## [Exercise goal]
Extract the records in full, leaving every picture out.

-- Begin Input data --

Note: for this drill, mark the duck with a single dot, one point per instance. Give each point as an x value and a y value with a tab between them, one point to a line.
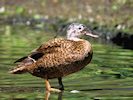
58	57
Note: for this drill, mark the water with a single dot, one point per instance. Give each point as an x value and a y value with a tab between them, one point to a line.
109	76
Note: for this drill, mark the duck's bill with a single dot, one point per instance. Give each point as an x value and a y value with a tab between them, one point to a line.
92	35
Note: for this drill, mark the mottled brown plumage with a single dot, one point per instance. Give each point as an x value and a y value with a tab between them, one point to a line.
58	57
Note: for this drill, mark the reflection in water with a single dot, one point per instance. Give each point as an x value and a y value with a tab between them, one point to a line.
47	95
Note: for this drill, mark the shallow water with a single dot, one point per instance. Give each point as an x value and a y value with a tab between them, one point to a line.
109	76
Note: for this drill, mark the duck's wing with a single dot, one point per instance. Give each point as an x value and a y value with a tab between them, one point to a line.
53	53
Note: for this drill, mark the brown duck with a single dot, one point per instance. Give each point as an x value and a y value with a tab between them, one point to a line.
58	57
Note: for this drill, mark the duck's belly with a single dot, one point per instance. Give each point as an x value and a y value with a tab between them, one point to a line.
62	70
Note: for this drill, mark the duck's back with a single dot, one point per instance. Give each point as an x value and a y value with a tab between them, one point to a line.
60	58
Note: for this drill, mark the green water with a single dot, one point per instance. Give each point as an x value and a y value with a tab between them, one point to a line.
109	76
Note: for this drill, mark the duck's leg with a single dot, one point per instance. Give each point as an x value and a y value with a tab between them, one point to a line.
48	87
61	87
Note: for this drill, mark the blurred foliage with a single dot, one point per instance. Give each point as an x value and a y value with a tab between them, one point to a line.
110	13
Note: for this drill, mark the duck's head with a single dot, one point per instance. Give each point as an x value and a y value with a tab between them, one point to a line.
77	30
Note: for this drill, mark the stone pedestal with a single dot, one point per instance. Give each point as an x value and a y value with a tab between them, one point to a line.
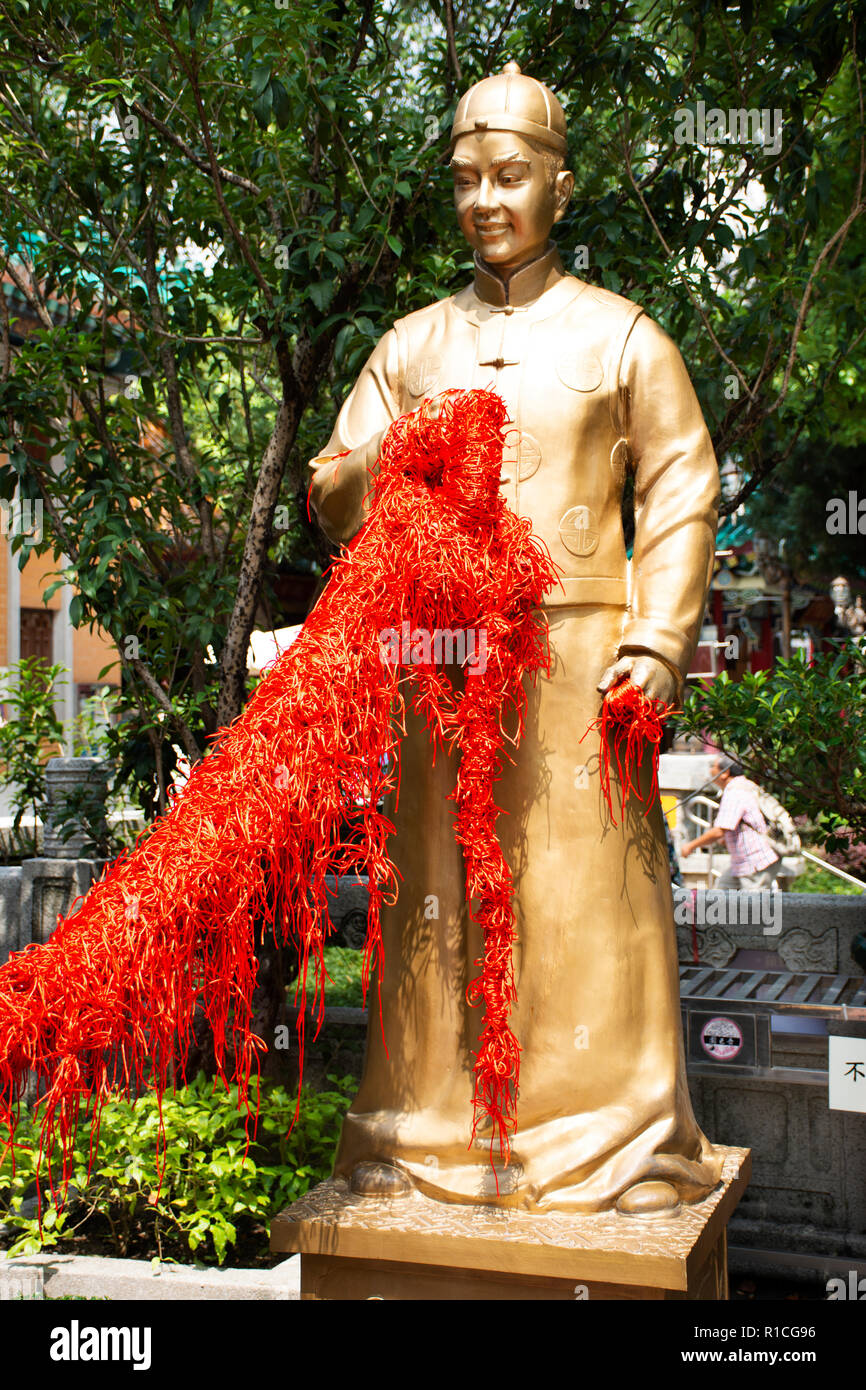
417	1248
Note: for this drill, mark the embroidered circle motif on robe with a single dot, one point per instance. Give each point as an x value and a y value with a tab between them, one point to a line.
580	370
580	531
521	451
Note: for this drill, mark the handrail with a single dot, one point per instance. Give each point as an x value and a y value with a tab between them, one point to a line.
840	873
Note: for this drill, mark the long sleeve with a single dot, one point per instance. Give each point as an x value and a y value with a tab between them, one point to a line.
341	484
676	498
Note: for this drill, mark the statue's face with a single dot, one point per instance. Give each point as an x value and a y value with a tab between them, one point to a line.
505	206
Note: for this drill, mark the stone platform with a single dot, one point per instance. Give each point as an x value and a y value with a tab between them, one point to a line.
417	1248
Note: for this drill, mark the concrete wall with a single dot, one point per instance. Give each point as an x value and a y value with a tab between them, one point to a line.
808	930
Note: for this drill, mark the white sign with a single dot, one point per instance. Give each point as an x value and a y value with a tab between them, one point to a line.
847	1073
722	1039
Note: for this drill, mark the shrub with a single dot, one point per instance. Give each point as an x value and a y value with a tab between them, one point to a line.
211	1189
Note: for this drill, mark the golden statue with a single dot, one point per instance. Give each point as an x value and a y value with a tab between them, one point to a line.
595	389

-- End Input data --

## [Answer below]
Note: for this drill, mark the duck with a single dot, one point per instance. Give each point as an x value and a y value with a tab between them, one point to a line.
58	57
Note: for this drill, mark the water with a single dot, one point per instance. Give each point as an x value and a y value with a tab between them, one point to a line.
109	76
Note: for this drill, mark the duck's bill with a single dot, one point per instance. Give each point as an x value and a y value with a tab between them, one point to a line.
92	35
Note: for this drill, mark the mottled brown plumage with a single dot, one point per instance. Give each point as an x value and a y value with a tab between them, one point to a line.
58	57
Note: for this drill, mark the reflection in water with a single dot, one point per instance. Give each point as an x value and a y value with a tab between them, one point to a line.
47	95
Note: for this drill, mark the shallow water with a single dot, one point per instance. Give each point as an x value and a y value with a tab between them, one point to a line.
109	76
Note: for this drill, mark the duck's wing with a single dot, one point per instance. Give each point as an x value and a y value with a tab between them, one point to a line.
53	53
Note: for this drill, mark the brown duck with a single dot, one point per instance. Give each point as an x value and a y value with a tab between them, one point to a line.
58	57
Note: for this drill, mark the duck's belly with a single dot, one point per instance. Give each point as an x value and a y value with a tab between them, one point to a line.
62	70
Note: for this drill, mark the duck's back with a single dot, one point per instance. Give each point as an x value and a y value with a tab between them, one point to a line.
60	58
Note: for this drill, mark the green water with a single dot, one point per instance. Give each point as an x value and a y value with a tab between them, one point to a line.
109	76
Note: for this drill, mark the duck's leg with a single dot, one point per instance. Give each point as an x value and a y value with a tab between them, one point to a line.
48	87
61	87
Note: for this drill, mark the blurred foliage with a single dot, one point per instance. Give each point as an x value and a y value with a tab between them, one point to a line.
110	13
Note: for this drill, mark the duck's head with a single dot, one point per instance. Give each point as an x value and a y value with a tab between them, one point to a line.
77	30
Note: for this drill, mark the stone pedestal with a single dot, one point per instance. Give each point as an x value and a y value with a tab between them, one point to a line.
417	1248
Note: for this drill, mark the embroidered circle motif on robe with a single dot, one point per instance. Give each point as an x value and a y value with a tab between them, one point to a line.
580	370
580	531
521	451
Note: for this drill, mark the handrail with a single dot, one point per instance. Give each point as an x value and a y value with a tab between them, one point to a line.
840	873
Note: for this drill, mark the long sleeve with a single dot, one point per instance. Give each point as an x value and a y value with a tab between them, one point to a line.
341	484
676	498
Note: for this drill, mark the statue's face with a single dot, one point per instance. Give each point as an x value and a y value with a tab between them, one point to a line.
505	206
Note: for this drill, mark the stone platform with a single dot, one point per instance. Give each point as an x value and a y value with a tab between them, one point to a line.
417	1248
Note: for this drill, mark the concrete wall with a single dot, one point per instance. Give each point as an x value and a y value with a tab between them, one point to a line.
808	930
Note: for this drill, mark the white sign with a single dot, one point per instance. Give each point as an x value and a y value with a tab between them, one point to a line.
847	1073
722	1039
Note: for this drill, mark the shrub with a single dot, one point per instance. Give each point as an x value and a y value with a tab between them, one point to a line.
211	1189
Note: for this drill, mark the golden statue with a single dot, one point per instance. Give each point as an x value and a y value with a tab between them, one point to a line.
595	389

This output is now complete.